**Passage provided:**
· · ·

Dr Paul Simons, from University College London, has used an NC3Rs project grant to develop a refined mouse model for studying amyloidosis which eliminates some of the animal welfare concerns associated with standard models.
Principal Investigator: Paul Simons, Senior Lecturer in Inflammation
Organisation: University College London
Award: £302,128, in 2008, over 36 months
Title: A refined mouse model to study systemic amyloidosis
Read more about Dr Simons' research.
Amyloid deposits are found in a range of diseases including arthritis and diabetes
Amyloidosis is a disorder of protein metabolism which leads to the extracellular deposition of insoluble amyloid fibrils. The accumulation and persistence of amyloid disrupts the structure and function of affected tissues. Amyloid deposition is also a characteristic feature of Alzheimer’s disease and type II diabetes.
Systemic amyloidosis accounts for one in every 1,000 deaths in developed countries. Amyloid A (AA) amyloidosis is the second most common type of systemic amyloidosis in humans. It occurs in up to 5% of patients with chronic inflammatory diseases such as rheumatoid arthritis. Inflammation causes increased production of the acute phase serum amyloid A protein (SAA) by the liver, which leads to amyloid A deposits and systemic amyloidosis, mainly affecting the spleen, liver and kidneys. Renal damage is usually the first clinical manifestation of the disease. There are currently no specific treatments and it is a major unmet medical need.
A mouse model first developed over 80 years ago is used to study systemic AA amyloidosis
The mouse is widely used to model systemic AA amyloidosis using an approach which was developed in the early 20th century. The disease is induced experimentally by repeated injection of casein which causes persistent inflammation. The mouse model mirrors some aspects of the human disease, however, amyloid deposits are rarely seen in the kidneys – clinically the most important organ affected – and there are limited deposits in the liver. In the mouse, both development and regression of the disease can be highly variable between animals, making studies difficult to reproduce.
A transgenic mouse model which allows amyloidosis to be turned on and off
With NC3Rs funding, Dr Paul Simons, University College London, has developed and characterised a refined transgenic model of systemic AA amyloidosis which better represents the human disease.
An inducible transgenic line has been generated in which expression of the SAA gene can be controlled by the inclusion of the antibiotic, doxycycline, in the drinking water. Amyloidogenesis, that is the production of amyloid fibrils, can then be accelerated by a single intravenous injection of Amyloid Enhancing Factor.

· · ·

Collected data
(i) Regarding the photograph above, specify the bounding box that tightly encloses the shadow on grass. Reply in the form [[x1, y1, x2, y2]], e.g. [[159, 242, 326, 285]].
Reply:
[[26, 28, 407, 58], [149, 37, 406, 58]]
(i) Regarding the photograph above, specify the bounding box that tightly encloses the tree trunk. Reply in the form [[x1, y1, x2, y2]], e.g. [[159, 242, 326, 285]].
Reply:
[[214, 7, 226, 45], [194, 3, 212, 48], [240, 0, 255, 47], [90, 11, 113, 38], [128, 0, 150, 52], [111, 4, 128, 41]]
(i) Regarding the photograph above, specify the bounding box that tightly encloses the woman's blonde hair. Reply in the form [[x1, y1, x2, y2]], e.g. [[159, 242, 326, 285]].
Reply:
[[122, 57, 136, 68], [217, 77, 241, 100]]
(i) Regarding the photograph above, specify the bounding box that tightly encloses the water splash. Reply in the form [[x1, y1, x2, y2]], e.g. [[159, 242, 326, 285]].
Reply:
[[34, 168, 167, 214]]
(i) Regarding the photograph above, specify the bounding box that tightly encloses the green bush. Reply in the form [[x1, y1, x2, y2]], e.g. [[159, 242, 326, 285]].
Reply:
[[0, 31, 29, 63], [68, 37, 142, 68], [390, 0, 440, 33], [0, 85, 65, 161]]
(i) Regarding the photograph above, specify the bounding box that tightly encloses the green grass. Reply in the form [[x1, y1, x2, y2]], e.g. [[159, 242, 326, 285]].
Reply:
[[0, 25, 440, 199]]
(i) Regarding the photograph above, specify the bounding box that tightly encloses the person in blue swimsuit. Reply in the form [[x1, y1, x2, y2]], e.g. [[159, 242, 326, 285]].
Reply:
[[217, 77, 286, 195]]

· · ·

**Exercise goal:**
Carry on the text about the refined mouse model of amyloidosis, starting after its last sentence.

**Response area:**
The transgenic mice express more SAA protein than is seen in the traditional model, with amyloid fibrils being observed in the spleen, liver and kidneys. The model has further advantages in that the inducible system allows the level of SAA protein to be carefully modulated and it therefore presents the opportunity to study the spontaneous regression of amyloidosis seen in some patients. Moreover, amyloidogenesis is rapid taking six to ten days rather than two to eight weeks.
Less animal suffering by avoiding repeat injections and widespread inflammation
The transgenic model of systemic AA amyloidosis is a refinement over the traditional model. It avoids the daily subcutaneous injections of inflammatory agents for up to eight weeks and the concomitant systemic inflammation.
Use of the transgenic mice is classified as mild severity under the Animals (Scientific Procedures) Act 1986; the traditional model involving chronic administration of casein is classified as moderate severity.
The SAA line has now been bred to homozygosity, avoiding the wastage of animals associated with other breeding strategies and the need to take biopsies to genotype. The control over the expression of the SAA protein in the transgenic mice has provided a more robust and reproducible model. As a result, group sizes for experiments have been reduced from approximately 12 mice with the standard model to eight with the transgenic mice.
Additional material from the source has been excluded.